Exercise description: Search the entries below for "window" and copy each matching line.

Data records:
#####

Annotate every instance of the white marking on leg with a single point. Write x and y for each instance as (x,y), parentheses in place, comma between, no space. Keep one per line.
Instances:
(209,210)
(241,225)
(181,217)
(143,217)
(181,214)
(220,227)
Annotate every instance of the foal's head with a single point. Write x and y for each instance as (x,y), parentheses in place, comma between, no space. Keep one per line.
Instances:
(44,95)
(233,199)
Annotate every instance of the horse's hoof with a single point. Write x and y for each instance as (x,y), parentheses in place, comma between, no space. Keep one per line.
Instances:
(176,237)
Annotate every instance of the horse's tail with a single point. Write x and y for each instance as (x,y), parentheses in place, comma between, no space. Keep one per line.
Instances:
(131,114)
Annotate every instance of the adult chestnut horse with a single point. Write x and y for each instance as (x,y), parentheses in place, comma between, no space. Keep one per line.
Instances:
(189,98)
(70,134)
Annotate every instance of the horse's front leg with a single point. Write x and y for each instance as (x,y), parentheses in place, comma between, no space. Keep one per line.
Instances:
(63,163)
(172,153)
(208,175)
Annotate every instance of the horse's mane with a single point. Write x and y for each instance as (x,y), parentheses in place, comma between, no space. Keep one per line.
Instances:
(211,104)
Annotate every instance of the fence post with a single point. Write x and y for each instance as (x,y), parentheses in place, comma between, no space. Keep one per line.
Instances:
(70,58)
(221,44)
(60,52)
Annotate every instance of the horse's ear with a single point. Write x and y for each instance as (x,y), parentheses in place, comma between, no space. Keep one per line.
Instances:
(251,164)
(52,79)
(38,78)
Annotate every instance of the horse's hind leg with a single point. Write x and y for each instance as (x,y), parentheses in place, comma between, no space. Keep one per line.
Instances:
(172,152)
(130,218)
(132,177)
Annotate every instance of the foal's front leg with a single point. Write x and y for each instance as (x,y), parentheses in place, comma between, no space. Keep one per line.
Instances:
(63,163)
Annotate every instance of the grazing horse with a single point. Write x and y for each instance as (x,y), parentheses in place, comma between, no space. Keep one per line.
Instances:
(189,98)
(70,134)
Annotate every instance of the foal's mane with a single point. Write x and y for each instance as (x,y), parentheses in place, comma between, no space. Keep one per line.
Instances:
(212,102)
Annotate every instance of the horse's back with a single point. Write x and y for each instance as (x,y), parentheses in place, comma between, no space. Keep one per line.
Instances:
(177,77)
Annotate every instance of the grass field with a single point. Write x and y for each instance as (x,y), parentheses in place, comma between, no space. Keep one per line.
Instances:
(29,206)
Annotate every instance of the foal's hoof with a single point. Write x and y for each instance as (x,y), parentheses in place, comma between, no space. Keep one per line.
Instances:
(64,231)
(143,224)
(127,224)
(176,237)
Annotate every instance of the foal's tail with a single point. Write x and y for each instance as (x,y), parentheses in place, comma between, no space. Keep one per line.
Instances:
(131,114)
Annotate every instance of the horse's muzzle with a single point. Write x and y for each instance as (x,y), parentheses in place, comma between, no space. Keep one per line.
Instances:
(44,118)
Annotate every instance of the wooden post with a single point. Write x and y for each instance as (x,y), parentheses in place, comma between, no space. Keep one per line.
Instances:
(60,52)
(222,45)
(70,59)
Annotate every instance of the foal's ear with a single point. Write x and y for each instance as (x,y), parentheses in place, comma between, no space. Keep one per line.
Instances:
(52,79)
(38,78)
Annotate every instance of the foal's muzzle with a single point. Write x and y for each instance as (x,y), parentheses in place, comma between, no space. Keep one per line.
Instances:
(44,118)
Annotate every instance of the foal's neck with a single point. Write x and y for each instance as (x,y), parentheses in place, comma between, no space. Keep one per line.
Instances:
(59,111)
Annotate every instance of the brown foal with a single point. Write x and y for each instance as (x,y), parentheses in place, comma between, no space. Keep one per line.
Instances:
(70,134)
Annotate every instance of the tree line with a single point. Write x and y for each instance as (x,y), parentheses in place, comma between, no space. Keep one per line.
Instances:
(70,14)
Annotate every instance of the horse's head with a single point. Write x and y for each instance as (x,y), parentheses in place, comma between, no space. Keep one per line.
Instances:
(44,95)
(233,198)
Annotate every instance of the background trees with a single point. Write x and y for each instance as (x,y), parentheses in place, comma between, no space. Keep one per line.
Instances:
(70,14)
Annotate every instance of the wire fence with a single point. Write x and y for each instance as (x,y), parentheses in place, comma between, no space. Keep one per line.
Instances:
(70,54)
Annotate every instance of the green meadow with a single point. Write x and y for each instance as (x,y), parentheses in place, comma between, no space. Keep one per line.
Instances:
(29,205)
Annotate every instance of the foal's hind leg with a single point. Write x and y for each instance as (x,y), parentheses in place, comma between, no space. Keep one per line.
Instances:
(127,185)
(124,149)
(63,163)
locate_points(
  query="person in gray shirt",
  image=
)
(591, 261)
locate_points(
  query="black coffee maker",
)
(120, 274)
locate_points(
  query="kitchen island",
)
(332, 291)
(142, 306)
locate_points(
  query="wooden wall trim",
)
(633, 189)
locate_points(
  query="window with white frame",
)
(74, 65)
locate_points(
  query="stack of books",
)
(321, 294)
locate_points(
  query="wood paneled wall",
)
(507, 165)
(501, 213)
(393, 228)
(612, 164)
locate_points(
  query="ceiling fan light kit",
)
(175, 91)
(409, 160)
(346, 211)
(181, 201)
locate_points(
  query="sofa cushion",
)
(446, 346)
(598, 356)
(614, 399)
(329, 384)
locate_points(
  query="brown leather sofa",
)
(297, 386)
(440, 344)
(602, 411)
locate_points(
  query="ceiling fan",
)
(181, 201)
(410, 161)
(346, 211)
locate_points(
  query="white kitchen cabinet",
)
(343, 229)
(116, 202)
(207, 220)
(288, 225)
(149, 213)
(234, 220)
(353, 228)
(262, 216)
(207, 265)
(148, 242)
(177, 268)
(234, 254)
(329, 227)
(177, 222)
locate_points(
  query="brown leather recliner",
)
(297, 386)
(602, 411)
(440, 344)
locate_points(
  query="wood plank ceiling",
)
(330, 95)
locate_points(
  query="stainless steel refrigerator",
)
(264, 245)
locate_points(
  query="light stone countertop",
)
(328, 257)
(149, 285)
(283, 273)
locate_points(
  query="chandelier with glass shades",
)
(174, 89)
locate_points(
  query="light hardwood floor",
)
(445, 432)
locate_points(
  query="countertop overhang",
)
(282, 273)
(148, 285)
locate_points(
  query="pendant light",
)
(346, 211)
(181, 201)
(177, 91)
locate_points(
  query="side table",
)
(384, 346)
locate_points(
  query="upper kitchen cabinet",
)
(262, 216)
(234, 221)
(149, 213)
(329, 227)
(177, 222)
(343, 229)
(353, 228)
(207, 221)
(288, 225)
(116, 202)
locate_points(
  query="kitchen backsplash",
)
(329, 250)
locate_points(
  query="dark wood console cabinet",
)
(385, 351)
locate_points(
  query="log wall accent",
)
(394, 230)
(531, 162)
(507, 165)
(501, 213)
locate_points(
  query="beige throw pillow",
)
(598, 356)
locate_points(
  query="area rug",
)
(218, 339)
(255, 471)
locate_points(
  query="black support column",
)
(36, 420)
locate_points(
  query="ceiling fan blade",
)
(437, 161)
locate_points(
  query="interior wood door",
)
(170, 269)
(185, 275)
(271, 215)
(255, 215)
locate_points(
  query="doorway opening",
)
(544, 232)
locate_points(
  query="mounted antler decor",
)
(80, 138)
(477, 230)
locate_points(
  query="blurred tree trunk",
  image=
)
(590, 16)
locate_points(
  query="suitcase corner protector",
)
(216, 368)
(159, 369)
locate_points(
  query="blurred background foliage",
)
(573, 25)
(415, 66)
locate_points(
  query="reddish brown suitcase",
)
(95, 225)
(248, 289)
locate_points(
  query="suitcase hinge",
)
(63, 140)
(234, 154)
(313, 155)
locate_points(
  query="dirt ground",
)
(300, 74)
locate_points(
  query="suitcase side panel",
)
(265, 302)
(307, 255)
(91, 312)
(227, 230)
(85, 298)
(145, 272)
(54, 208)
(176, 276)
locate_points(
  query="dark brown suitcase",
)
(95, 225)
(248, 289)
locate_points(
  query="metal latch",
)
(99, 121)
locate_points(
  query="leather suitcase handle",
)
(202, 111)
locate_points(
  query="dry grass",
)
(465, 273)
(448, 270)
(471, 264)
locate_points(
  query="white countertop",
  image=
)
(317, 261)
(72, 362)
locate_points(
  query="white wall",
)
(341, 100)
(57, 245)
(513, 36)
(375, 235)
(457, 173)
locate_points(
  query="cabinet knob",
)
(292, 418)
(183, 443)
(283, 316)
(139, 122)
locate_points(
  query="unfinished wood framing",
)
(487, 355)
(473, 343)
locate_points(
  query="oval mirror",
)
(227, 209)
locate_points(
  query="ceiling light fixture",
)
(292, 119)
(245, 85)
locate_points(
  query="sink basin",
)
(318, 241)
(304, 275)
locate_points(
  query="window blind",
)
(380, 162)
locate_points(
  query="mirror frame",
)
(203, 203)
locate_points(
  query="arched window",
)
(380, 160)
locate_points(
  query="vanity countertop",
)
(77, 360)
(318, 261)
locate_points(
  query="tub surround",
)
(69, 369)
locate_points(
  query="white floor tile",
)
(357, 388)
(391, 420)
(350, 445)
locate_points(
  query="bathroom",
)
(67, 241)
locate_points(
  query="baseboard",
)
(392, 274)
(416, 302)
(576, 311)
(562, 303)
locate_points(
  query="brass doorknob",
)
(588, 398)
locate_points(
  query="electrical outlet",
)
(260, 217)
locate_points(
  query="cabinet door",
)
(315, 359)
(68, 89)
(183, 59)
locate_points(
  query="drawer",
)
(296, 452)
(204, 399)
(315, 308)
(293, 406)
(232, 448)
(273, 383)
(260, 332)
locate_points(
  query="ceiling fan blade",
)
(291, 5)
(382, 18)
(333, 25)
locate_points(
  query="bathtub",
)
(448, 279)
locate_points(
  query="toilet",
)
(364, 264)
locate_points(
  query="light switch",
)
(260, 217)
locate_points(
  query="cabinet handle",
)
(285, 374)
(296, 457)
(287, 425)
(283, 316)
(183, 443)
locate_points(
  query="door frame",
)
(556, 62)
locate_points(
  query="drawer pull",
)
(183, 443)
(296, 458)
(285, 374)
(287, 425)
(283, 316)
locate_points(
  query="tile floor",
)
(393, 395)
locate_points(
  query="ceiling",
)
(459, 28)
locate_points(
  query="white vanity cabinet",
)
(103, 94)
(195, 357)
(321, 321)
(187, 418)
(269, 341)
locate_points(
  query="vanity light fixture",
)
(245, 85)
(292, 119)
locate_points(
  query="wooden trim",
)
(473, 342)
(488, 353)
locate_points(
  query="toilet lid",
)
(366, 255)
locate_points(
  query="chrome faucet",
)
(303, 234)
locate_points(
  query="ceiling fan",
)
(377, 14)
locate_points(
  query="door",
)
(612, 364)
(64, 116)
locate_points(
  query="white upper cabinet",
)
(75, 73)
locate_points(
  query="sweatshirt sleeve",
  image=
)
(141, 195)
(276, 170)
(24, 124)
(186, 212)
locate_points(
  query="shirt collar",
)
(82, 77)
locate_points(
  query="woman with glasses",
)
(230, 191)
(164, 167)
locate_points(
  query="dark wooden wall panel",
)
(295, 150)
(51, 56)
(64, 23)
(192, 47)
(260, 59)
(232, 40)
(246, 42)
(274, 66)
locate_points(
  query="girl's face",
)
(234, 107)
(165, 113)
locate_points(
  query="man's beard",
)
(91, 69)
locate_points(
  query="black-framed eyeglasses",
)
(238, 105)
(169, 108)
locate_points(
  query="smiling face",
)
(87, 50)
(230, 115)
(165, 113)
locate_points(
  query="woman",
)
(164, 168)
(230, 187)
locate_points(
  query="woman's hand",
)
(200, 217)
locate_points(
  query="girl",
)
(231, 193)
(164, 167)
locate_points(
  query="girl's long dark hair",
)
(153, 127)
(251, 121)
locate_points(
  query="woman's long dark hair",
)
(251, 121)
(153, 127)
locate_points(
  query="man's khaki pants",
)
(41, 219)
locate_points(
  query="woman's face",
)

#####

Response to the task:
  query="window with white frame",
  query="window blind",
  query="arched window",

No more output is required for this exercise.